Stored entries:
----------

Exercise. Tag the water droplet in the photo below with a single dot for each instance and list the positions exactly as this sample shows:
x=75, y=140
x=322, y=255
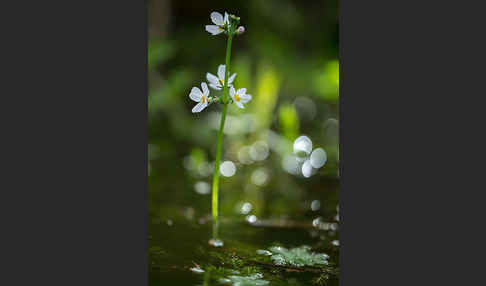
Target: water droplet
x=197, y=269
x=290, y=164
x=259, y=151
x=244, y=155
x=251, y=218
x=259, y=177
x=318, y=158
x=216, y=242
x=306, y=108
x=227, y=169
x=302, y=146
x=307, y=169
x=202, y=188
x=246, y=208
x=264, y=252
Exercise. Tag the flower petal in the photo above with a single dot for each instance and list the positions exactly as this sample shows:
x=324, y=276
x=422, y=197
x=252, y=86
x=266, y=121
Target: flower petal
x=215, y=86
x=213, y=29
x=245, y=98
x=221, y=70
x=195, y=94
x=226, y=20
x=217, y=18
x=239, y=104
x=212, y=79
x=231, y=78
x=199, y=107
x=205, y=89
x=241, y=91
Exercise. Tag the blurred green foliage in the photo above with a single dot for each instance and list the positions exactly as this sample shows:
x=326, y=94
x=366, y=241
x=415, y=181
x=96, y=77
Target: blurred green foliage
x=288, y=61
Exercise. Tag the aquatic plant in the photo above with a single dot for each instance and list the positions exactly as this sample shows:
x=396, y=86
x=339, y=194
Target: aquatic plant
x=298, y=256
x=227, y=25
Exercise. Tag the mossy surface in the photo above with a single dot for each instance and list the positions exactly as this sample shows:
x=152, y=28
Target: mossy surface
x=298, y=256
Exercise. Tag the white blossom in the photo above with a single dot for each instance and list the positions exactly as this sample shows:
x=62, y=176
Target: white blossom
x=239, y=96
x=221, y=23
x=217, y=82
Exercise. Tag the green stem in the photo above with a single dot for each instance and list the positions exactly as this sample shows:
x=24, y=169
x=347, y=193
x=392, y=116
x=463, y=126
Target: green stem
x=220, y=139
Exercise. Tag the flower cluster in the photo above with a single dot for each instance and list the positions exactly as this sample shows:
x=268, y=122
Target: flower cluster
x=227, y=25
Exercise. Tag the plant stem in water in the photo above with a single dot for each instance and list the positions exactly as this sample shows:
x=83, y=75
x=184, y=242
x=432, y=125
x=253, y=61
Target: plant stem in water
x=220, y=140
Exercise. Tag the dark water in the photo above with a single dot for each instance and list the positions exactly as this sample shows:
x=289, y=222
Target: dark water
x=180, y=228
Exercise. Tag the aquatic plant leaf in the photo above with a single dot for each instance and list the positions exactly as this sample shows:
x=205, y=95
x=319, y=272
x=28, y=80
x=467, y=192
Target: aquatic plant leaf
x=298, y=256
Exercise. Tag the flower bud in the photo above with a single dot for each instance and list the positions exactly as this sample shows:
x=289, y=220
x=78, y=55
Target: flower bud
x=240, y=30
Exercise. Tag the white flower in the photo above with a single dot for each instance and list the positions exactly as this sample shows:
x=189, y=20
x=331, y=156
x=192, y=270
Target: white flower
x=217, y=83
x=220, y=22
x=201, y=97
x=239, y=96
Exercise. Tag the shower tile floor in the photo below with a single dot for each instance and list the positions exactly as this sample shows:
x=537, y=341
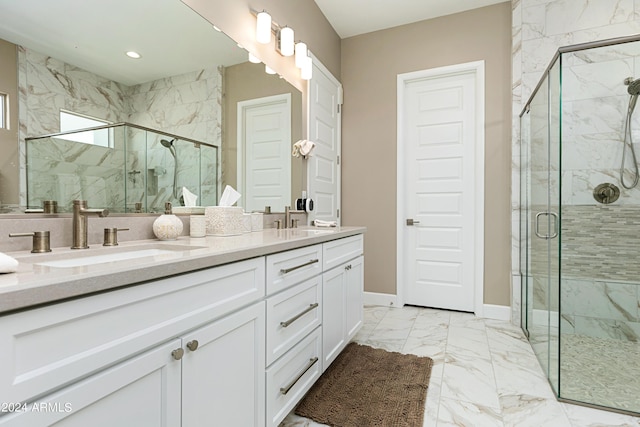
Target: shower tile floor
x=600, y=370
x=485, y=372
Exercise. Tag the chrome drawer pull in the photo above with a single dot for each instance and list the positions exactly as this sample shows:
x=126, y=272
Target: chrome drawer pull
x=296, y=317
x=289, y=270
x=285, y=390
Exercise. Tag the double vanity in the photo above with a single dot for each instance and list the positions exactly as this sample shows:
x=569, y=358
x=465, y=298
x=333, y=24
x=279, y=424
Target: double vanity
x=228, y=331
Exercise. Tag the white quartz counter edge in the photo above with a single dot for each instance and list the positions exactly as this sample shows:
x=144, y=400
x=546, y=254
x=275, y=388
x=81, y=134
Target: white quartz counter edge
x=35, y=284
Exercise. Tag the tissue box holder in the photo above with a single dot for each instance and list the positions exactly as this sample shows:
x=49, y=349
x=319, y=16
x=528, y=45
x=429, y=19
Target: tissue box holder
x=224, y=220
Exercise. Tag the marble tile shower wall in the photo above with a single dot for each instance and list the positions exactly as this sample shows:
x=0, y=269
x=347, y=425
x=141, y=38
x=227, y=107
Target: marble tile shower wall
x=539, y=28
x=188, y=105
x=599, y=294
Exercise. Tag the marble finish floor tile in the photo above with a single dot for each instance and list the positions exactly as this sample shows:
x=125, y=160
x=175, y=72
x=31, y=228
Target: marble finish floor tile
x=485, y=372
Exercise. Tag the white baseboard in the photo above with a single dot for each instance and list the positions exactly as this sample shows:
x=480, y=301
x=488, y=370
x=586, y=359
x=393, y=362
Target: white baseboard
x=387, y=300
x=490, y=311
x=496, y=312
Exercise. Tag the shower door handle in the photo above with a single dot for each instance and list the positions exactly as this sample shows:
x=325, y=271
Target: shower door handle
x=555, y=225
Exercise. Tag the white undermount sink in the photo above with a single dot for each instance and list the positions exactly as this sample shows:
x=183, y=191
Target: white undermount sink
x=317, y=231
x=107, y=255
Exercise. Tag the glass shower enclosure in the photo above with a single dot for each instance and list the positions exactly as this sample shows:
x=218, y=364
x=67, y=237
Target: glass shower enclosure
x=580, y=224
x=123, y=167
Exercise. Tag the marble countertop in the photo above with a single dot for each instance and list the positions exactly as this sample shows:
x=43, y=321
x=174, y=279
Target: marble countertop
x=34, y=283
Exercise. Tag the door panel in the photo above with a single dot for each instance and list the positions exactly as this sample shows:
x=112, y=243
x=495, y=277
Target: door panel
x=264, y=165
x=442, y=141
x=323, y=169
x=440, y=150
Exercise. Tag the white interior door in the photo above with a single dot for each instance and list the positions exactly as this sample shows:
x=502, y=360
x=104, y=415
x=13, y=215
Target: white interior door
x=264, y=153
x=441, y=123
x=323, y=167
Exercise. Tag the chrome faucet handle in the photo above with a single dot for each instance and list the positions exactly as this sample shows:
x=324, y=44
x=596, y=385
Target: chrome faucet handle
x=41, y=241
x=111, y=236
x=80, y=223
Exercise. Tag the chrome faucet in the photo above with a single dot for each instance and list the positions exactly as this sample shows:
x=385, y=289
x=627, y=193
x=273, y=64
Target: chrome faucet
x=81, y=224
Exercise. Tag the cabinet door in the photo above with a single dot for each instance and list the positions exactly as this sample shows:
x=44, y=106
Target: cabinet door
x=223, y=372
x=333, y=315
x=354, y=296
x=143, y=391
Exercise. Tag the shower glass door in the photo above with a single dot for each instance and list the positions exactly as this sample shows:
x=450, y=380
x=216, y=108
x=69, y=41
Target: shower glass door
x=540, y=176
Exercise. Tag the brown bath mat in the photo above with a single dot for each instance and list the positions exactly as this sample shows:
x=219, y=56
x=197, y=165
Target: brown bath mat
x=366, y=387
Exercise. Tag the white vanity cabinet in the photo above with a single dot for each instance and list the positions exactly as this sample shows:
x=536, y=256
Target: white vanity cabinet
x=238, y=344
x=342, y=293
x=294, y=318
x=223, y=371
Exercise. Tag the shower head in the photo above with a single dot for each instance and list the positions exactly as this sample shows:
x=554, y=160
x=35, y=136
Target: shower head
x=166, y=143
x=169, y=145
x=634, y=87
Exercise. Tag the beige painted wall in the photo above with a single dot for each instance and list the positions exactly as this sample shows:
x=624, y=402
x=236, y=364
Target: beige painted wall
x=370, y=65
x=9, y=164
x=247, y=81
x=304, y=16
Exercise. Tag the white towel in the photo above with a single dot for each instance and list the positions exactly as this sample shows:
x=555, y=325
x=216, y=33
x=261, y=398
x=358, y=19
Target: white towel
x=303, y=147
x=8, y=264
x=321, y=223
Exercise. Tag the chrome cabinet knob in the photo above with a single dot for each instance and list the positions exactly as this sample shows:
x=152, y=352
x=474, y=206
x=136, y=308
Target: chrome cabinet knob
x=177, y=353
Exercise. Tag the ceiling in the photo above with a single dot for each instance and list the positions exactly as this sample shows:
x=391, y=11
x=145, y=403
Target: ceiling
x=94, y=35
x=354, y=17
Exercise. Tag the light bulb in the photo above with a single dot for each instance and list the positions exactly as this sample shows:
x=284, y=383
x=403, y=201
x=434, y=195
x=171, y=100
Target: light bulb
x=301, y=53
x=254, y=59
x=263, y=28
x=287, y=41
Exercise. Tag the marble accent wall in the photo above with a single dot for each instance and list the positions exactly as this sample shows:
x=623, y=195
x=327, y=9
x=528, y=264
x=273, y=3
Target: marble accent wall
x=539, y=28
x=189, y=105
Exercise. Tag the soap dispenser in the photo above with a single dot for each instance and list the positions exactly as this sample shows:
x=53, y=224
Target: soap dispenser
x=167, y=226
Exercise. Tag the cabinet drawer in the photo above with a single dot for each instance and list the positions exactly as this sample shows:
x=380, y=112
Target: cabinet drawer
x=339, y=251
x=285, y=269
x=50, y=347
x=292, y=376
x=141, y=391
x=291, y=315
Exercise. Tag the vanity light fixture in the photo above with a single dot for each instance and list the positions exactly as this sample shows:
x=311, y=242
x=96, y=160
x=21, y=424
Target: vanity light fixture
x=285, y=42
x=306, y=72
x=301, y=53
x=263, y=27
x=254, y=59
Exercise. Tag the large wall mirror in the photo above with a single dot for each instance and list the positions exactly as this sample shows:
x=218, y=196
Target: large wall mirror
x=128, y=134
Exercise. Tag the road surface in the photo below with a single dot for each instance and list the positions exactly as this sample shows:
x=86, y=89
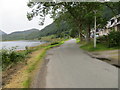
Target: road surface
x=70, y=67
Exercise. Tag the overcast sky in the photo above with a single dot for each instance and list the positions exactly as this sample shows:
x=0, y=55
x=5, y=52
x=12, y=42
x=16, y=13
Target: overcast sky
x=13, y=16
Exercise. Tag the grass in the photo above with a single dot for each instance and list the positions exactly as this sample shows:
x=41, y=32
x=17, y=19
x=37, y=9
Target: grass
x=99, y=47
x=38, y=58
x=77, y=40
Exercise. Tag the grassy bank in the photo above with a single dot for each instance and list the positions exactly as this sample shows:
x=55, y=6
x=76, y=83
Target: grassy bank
x=22, y=79
x=99, y=47
x=39, y=59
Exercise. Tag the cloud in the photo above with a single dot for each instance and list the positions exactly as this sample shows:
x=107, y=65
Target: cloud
x=13, y=16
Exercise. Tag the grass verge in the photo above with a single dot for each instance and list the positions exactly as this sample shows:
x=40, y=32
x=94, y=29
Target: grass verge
x=99, y=47
x=38, y=58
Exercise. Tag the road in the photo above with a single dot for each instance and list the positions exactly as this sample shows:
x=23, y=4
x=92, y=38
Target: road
x=70, y=67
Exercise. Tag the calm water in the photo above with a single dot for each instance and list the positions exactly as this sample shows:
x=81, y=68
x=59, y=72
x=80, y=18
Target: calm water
x=20, y=45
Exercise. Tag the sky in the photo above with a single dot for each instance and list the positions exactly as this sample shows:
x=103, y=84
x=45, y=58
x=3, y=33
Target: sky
x=13, y=16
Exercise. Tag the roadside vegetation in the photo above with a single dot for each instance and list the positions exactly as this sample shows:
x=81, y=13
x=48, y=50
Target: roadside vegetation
x=31, y=56
x=108, y=42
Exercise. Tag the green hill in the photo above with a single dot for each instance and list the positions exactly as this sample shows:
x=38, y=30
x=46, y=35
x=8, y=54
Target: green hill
x=52, y=29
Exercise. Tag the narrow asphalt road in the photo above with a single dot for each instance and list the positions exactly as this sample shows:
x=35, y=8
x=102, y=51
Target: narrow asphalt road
x=70, y=67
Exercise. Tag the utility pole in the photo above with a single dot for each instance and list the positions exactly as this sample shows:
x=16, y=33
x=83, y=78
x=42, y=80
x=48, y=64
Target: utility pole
x=95, y=32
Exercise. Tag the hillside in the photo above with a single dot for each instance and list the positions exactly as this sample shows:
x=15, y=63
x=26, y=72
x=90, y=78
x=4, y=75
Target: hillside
x=20, y=35
x=52, y=29
x=2, y=33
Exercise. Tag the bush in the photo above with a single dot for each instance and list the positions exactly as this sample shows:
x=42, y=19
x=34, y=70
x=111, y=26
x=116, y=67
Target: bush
x=114, y=39
x=10, y=57
x=110, y=40
x=54, y=43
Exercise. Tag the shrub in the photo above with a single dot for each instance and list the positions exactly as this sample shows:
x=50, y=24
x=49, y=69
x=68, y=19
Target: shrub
x=114, y=39
x=54, y=43
x=110, y=40
x=10, y=57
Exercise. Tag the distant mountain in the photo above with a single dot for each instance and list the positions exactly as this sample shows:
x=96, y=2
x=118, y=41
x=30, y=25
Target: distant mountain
x=52, y=29
x=21, y=35
x=2, y=33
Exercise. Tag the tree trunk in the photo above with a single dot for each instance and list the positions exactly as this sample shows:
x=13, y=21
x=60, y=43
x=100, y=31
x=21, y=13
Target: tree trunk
x=80, y=32
x=88, y=34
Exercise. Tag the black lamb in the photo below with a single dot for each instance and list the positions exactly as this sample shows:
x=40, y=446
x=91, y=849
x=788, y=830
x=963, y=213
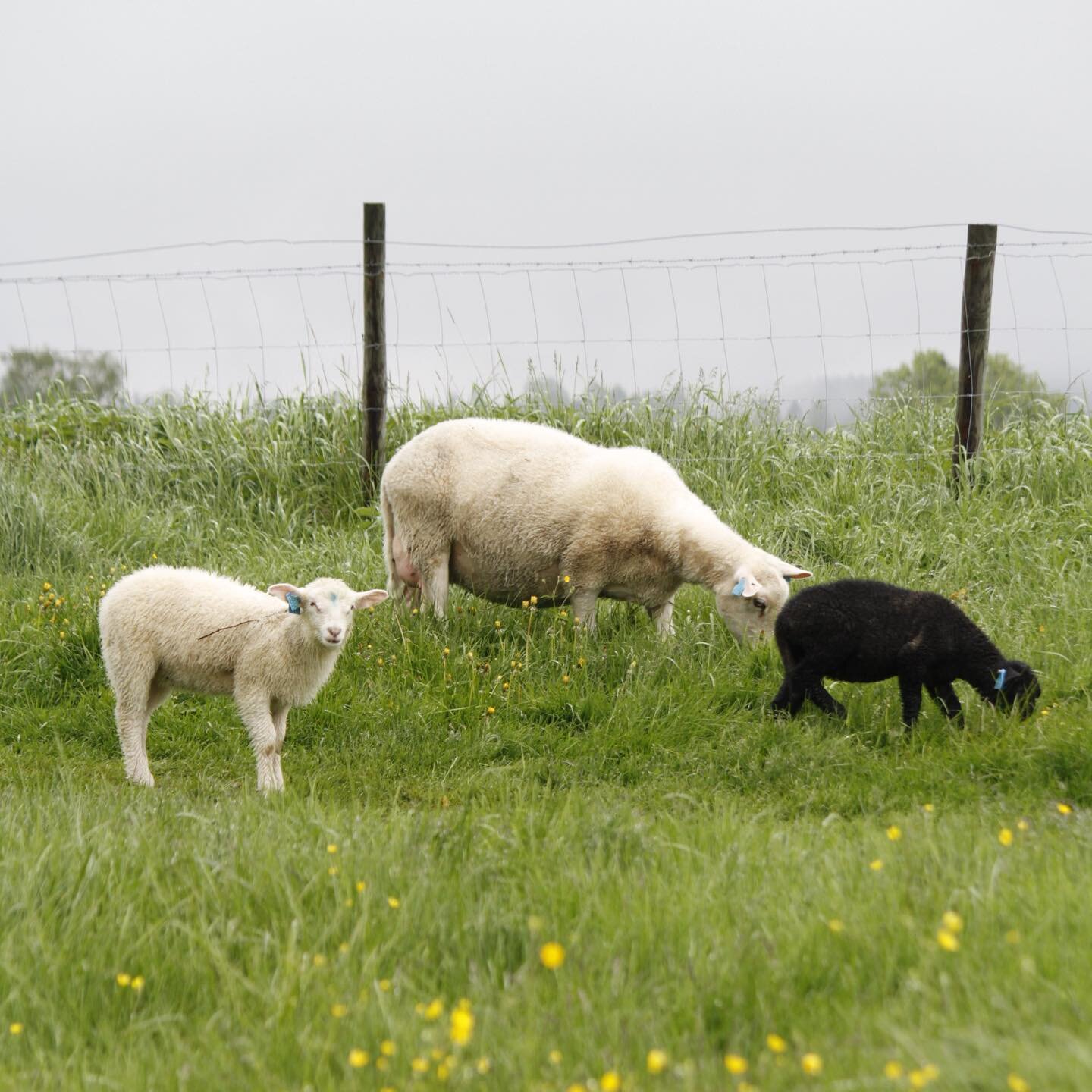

----------

What is expected:
Rewrite the stretch from the start of the data through the line containing "x=264, y=252", with "water droplet" switched to "raindrop" and nothing else changed. Leave the pictures out.

Reply:
Exercise. Tag the raindrop in the photo below with a single dot for each instance and list the positions exactly as this sample shows:
x=75, y=140
x=322, y=255
Target: raindrop
x=197, y=269
x=290, y=164
x=259, y=151
x=244, y=155
x=251, y=218
x=259, y=177
x=318, y=158
x=216, y=242
x=306, y=108
x=227, y=169
x=302, y=146
x=307, y=169
x=202, y=188
x=246, y=208
x=264, y=252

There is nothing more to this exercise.